### [PROVIDED PASSAGE]

All patients were treated with a weight-based, 1.5 μg/kg weekly dose of subcutaneous PEG-IFN α-2b (PegIntron, Schering-Plough, Osaka, Japan), in combination with RBV (Rebetol, Schering-Plough), which was given orally at a daily dose of 600-1000 mg based on body weight (600 mg for patients weighing less than 60 kg, 800 mg for those weighing 60-80 kg, and 1000 mg for those weighing 80 kg or over). The length of treatment was 48 wk for patients with HCV genotype 1 and 24 wk for patients with genotype 2. The above duration and dosage are those approved by the Japanese Ministry of Health, Labor and Welfare. Patients were considered to have RBV-induced anemia if the hemoglobin level decreased to less than 100 g/L. In such cases, a reduction in the dose of RBV was required. Patients aged 65 years or older had a significantly higher frequency of RBV dose reduction during the treatment period than those aged less than 65 years old (HCV genotype 1: group A vs group B, 41.2% vs 49.0%, P = 0.032, genotype 2: group C vs group D, 28.6% vs 54.1%, P < 0.001). Some patients also had PEG-IFN α-2b-induced psychological adverse effects or a decrease in white blood cell and platelet counts. In such cases, a reduction in the dosage of PEG-IFN α-2b was required. Both PEG-IFN α-2b and RBV were discontinued if the hemoglobin level, white blood cell count, or platelet count fell below 85 g/L, 1 × 109/L, and 25 × 109/L, respectively. The treatment was discontinued if severe general fatigue, hyperthyroidism, interstitial pneumonia, or severe hemolytic disorders developed, continuation of treatment was judged not to be possible by the attending physician, or if the patient desired discontinuation of treatment.
The pretreatment, baseline, serum HCV RNA level was measured by a quantitative HCV RNA polymerase chain reaction (PCR) assay (COBAS Amplicor HCV Monitor Test v 2.0 using the 10-fold dilution method; Roche Diagnostics, Tokyo, Japan), which has a lower limit of quantitation of 5000 IU (13 500 copies)/mL (5 kIU/mL) and an outer limit of quantitation of 5 100 000 IU/mL (5100 kIU/mL). The HCV genotype was determined by type-specific primers of the core region of the HCV genome. The protocol for genotyping was carried out as previously described[3].
End of treatment (EOT) response and SVR were defined as serum HCV RNA undetectable at the end of treatment and at 24-wk follow-up after the end of treatment, respectively. EOT response and SVR were defined as non-detectable HCV-RNA as measured by qualitative COBAS Amplicor HCV Monitor Test v 2.0, with the results labeled as positive or negative. The lower limit of detection was 50 IU/mL (0.5 kIU/mL). The analysis of EOT and SVR was performed on an intention-to-treat basis.
Continuous data are expressed as mean ± SD. The statistics were carried out using a commercially available software package (BMDP Statistical Software Inc., Los Angeles, CA, USA) for the IBM 3090 system computer. The χ2 test, Fisher’s exact test and Kruskal-Wallis test were used to determine the differences in baseline clinical characteristics, safety, efficacy of the combination therapy, adherence to the total dose, and the association between the adherence and SVR. Logistic regression analysis was used to identify the association between age and SVR. A P < 0.05 was considered significant.

### [WHAT YOU WILL DO]
1 > In the stretch of the hepatitis C treatment text from "End of treatment (EOT)" through "an intention-to-treat basis.", rename "intention-to-treat" as "per-protocol" and give that stretch again.
2 > In the hepatitis C treatment text, below what hemoglobin level were patients considered to have RBV-induced anemia?
3 > Proceed with the hepatitis C treatment text from the point at which it stops.
The records that follow are material separate from the hepatitis C treatment text.

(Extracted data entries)
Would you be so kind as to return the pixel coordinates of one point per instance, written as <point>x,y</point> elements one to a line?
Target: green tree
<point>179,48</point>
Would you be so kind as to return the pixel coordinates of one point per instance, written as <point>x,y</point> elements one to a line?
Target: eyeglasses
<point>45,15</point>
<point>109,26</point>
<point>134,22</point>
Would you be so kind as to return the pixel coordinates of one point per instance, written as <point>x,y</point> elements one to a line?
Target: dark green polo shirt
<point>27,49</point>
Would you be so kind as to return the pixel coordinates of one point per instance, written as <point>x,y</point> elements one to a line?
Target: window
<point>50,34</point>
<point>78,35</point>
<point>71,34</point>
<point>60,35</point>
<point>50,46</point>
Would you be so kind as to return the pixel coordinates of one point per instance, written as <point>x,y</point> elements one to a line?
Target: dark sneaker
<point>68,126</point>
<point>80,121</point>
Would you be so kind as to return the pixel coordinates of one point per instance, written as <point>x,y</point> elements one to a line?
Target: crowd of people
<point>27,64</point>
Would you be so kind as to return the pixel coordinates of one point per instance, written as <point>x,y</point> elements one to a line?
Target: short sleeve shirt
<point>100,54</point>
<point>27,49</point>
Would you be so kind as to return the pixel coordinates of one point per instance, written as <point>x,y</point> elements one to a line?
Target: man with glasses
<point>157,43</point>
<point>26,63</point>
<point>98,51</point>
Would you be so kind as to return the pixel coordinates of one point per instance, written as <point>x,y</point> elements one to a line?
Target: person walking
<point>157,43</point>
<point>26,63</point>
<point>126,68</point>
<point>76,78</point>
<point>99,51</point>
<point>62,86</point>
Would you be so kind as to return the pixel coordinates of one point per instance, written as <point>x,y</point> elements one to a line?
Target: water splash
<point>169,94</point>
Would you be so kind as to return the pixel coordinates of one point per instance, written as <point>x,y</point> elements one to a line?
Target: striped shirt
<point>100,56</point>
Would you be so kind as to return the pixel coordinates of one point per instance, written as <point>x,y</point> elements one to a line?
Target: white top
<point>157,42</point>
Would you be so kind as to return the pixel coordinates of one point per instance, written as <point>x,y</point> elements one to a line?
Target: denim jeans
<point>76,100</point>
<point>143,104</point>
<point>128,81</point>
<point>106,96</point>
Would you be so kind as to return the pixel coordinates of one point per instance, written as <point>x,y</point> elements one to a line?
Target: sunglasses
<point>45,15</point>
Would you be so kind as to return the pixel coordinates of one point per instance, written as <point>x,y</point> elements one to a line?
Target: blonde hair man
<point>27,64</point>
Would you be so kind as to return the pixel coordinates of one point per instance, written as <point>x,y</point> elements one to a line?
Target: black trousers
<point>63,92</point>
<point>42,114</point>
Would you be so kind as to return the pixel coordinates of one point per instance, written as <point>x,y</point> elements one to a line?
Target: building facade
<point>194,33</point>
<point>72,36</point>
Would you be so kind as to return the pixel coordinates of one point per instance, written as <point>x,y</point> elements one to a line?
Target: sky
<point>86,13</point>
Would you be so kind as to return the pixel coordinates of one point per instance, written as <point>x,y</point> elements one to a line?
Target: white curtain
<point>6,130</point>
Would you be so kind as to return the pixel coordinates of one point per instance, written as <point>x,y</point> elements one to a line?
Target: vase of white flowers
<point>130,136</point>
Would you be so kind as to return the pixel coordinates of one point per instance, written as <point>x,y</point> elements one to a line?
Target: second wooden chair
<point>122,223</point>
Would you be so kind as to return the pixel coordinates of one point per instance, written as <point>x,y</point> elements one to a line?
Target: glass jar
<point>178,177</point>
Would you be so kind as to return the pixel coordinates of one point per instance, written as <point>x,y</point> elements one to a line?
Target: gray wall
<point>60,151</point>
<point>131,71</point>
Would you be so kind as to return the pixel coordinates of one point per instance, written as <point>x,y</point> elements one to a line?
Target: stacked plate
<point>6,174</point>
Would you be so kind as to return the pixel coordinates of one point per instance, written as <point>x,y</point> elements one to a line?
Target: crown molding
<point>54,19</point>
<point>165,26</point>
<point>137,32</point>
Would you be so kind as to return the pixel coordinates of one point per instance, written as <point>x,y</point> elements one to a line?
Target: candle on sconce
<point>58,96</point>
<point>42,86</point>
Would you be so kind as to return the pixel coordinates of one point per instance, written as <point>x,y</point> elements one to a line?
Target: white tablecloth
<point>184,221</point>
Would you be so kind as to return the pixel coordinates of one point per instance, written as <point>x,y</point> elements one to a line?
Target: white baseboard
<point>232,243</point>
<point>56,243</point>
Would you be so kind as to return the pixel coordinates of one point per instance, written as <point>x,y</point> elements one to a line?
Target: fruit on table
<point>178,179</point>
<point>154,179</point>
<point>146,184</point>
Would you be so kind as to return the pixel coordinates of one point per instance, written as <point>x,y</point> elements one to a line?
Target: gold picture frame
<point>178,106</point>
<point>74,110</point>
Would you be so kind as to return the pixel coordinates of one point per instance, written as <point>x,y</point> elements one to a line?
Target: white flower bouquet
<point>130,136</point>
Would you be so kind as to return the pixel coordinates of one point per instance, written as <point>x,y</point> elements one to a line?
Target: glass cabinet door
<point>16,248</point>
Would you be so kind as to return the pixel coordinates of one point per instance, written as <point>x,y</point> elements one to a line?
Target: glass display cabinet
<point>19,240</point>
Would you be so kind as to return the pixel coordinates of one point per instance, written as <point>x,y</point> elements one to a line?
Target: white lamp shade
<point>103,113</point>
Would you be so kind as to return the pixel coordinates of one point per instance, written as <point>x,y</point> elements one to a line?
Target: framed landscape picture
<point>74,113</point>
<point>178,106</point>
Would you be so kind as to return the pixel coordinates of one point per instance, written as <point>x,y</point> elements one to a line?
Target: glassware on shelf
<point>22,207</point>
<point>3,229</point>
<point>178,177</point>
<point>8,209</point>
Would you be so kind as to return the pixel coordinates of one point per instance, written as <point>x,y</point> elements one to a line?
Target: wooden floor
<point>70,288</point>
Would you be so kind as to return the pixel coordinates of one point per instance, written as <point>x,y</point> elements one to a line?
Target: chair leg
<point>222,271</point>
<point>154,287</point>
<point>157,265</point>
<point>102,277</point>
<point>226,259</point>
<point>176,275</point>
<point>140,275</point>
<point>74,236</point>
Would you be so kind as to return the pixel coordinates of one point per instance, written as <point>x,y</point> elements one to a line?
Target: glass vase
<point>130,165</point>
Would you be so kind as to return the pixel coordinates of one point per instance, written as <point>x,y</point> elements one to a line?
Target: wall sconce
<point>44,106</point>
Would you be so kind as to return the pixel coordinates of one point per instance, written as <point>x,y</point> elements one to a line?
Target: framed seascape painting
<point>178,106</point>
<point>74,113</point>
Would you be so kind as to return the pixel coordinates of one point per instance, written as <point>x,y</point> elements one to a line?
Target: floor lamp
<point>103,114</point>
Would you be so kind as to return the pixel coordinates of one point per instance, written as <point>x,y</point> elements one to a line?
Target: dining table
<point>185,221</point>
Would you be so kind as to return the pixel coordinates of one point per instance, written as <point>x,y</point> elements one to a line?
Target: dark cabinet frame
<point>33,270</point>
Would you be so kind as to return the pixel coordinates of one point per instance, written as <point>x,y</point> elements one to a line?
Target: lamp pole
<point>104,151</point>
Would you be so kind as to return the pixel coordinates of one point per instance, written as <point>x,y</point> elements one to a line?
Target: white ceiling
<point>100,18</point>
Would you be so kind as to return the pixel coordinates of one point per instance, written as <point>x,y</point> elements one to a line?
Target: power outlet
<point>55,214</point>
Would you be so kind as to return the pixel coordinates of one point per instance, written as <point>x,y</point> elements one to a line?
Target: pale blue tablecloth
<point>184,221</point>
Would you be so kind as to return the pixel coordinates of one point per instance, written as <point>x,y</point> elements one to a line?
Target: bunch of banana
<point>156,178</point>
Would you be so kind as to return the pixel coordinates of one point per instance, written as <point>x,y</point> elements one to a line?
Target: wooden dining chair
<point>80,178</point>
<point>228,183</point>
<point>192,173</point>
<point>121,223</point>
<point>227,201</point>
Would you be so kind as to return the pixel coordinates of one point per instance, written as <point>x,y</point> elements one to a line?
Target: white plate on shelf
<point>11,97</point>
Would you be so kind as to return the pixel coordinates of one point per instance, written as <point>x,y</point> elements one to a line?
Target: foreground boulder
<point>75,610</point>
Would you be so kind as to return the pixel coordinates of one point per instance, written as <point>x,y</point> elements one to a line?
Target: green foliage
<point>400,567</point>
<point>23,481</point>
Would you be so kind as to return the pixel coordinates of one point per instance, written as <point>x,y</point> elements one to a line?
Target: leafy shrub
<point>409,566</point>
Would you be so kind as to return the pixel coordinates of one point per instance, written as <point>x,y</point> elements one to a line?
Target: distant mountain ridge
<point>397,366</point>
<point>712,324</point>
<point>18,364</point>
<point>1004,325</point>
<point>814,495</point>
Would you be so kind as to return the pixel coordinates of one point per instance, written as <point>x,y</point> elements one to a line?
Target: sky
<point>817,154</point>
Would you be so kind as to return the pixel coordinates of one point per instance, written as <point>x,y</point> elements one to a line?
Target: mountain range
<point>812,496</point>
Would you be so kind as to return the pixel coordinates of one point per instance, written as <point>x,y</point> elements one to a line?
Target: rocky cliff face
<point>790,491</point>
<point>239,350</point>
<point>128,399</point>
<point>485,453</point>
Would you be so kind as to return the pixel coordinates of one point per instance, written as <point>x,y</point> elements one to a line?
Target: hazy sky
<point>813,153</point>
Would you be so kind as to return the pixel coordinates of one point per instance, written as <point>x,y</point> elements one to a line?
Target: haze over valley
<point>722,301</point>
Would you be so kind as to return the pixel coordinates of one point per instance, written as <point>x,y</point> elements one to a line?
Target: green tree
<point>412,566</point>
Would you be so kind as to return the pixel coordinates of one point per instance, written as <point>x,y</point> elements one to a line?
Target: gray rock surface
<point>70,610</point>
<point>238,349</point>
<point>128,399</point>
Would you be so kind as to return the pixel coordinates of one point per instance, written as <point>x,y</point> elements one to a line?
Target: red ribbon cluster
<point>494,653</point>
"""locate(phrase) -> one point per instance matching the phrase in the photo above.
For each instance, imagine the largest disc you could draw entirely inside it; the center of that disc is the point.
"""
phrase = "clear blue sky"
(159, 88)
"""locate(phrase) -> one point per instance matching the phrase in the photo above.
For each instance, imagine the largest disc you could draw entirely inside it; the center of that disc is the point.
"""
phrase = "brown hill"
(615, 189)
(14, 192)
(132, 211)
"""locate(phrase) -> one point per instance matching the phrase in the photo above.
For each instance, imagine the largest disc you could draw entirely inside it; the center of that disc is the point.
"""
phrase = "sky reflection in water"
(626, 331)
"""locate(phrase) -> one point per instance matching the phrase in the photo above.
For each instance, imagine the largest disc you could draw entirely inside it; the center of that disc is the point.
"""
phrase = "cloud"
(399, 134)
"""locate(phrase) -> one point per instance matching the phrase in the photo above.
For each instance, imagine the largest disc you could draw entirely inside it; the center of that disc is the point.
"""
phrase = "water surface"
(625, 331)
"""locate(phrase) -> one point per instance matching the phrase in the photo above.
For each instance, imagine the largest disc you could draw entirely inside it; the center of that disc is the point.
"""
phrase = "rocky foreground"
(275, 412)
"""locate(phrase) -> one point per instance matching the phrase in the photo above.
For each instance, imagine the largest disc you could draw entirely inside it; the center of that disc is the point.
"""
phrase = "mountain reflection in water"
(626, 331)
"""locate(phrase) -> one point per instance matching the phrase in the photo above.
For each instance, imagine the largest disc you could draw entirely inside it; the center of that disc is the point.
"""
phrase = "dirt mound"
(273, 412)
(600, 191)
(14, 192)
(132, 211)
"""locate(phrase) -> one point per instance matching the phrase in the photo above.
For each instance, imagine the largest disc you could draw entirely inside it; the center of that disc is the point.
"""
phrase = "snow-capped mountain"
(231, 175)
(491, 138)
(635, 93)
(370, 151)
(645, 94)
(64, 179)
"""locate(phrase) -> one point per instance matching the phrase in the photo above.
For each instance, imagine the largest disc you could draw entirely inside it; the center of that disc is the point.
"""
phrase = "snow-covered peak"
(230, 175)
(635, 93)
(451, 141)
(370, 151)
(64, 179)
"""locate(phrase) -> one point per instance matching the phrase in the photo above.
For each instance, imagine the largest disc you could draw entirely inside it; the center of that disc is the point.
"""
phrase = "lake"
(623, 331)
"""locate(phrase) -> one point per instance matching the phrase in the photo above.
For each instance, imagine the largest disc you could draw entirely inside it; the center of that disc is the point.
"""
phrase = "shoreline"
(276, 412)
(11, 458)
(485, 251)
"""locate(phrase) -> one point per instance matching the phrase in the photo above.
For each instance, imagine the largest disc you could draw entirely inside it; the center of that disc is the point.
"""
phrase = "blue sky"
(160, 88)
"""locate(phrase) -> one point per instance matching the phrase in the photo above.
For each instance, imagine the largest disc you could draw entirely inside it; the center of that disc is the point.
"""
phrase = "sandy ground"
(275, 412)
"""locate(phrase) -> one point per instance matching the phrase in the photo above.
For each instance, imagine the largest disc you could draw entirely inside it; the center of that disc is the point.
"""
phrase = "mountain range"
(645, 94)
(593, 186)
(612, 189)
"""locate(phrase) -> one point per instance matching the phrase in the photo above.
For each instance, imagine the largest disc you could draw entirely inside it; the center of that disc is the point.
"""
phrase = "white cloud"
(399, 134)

### [OUTPUTS FOR THE TASKS]
1 >
End of treatment (EOT) response and SVR were defined as serum HCV RNA undetectable at the end of treatment and at 24-wk follow-up after the end of treatment, respectively. EOT response and SVR were defined as non-detectable HCV-RNA as measured by qualitative COBAS Amplicor HCV Monitor Test v 2.0, with the results labeled as positive or negative. The lower limit of detection was 50 IU/mL (0.5 kIU/mL). The analysis of EOT and SVR was performed on an per-protocol basis.

2 > Less than 100 g/L.

3 >
Among patients with genotype 1, the EOT response rate was significantly higher in group A (497 of 685, 72.5%) than in group B (129 of 253, 45.0%) (P < 0.001). Among patients with genotype 2, there was no significant difference between groups C (239 of 252, 94.8%) and D (55 of 61, 90.1%).
Of 1251 patients, 631 (50.4%) achieved SVR in the intention-to-treat analysis. The SVR rate was significantly higher for genotype 2 (249 of 313, 79.6%) than for genotype 1 patients (382 of 938, 40.7%) (P < 0.001). Among patients with genotype 1, the SVR rate was significantly higher in group A (324 of 685, 47.3%) than in group B (58 of 253, 22.9%) (P < 0.001). Among patients with genotype 2, SVR was also significantly higher in group C (209 of 252, 82.9%) than in group D (40 of 61, 65.6%) (P = 0.004). The rate of SVR was significantly higher for females (113 of 128, 88.3%) than for males (96 of 124, 77.4%) in group C only (Figure 1). Furthermore, we analyzed whether or not the SVR rate differed according to the age at which the combination treatment of PEG-IFN α-2b plus RBV was started. The results showed that the SVR rate decreased significantly with age for both genotype 1 and 2. SVR was achieved by 5.6%-26.3% of genotype 1 patients aged 70 years or older, and by 57.1%-100% of genotype 2 patients aged 70 years or older (Figure 2).
We previously reported a minimum acceptable dose of at least 80% or more of the target dosage of PEG-IFN α-2b and 60% or more of the target dosage of RBV for the successful treatment of Japanese patients with genotype 1[8]. Therefore, we analyzed the SVR rates in patients with genotype 1 by the dosage they actually received during treatment (a total dose of at least 80% or more of PEG-IFN α-2b and 60% or more of RBV) (Table 3). The number who received at least this minimum acceptable dosage during treatment were 278 (40.6%) of 685 patients in group A and 62 (24.5%) of 253 in group B, significantly lower in group B than in group A (P < 0.001). Compared with patients who received less than the minimum acceptable dosage, in patients who received at least this minimum dosage, the SVR rates increased from 34.2% to 66.5% in group A patients and from 15.7% to 45.2% (P < 0.001) in group B patients. No significant difference between groups C and D was observed. On comparing patients whose platelet count was under 10 × 1010/L, the SVR rate for genotype 1 was significantly lower in group B (2 of 36, 5.6%) than in group A (16 of 56, 28.6%) (P < 0.001). Among the patients with genotype 2, SVR was not significantly different between group C (9 of 16, 56.3%) and group D (2 of 7, 28.6%).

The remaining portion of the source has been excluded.